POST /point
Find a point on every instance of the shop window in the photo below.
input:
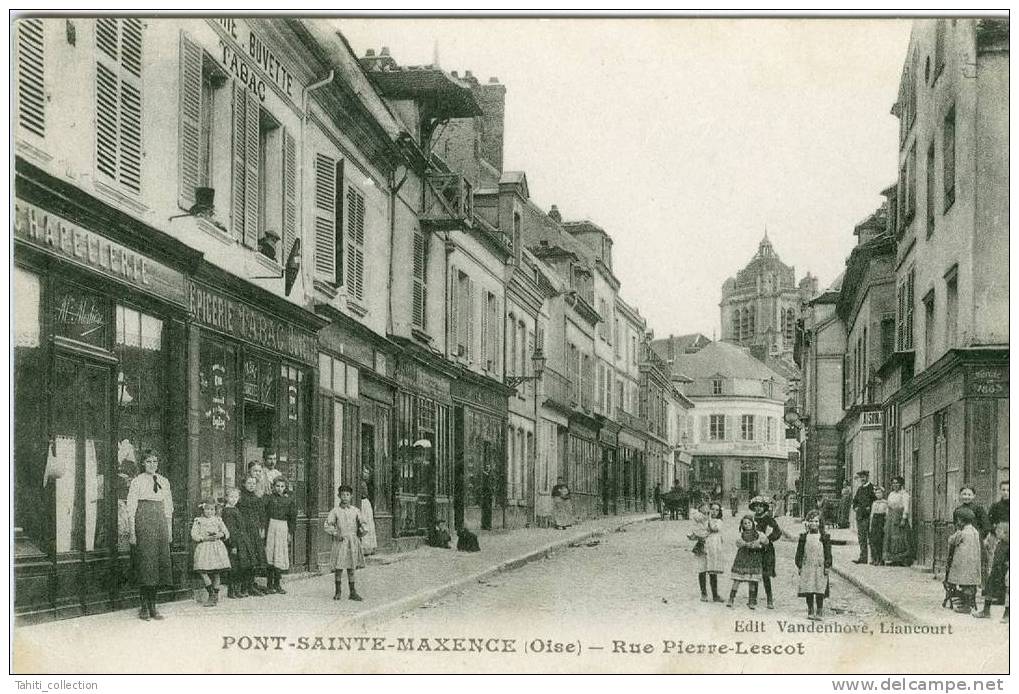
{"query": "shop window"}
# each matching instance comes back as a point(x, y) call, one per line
point(948, 159)
point(218, 464)
point(141, 406)
point(716, 427)
point(747, 427)
point(31, 435)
════════════════════
Could you return exactly the lines starting with the one that contains "Find a point" and ending with the last line of the data above? Leave the pictures out.

Find a point on every instance of the shop window in the photo below.
input:
{"query": "shop window"}
# each matching instance comes back as a point(x, y) call, one per line
point(948, 159)
point(218, 464)
point(141, 406)
point(716, 427)
point(747, 427)
point(31, 435)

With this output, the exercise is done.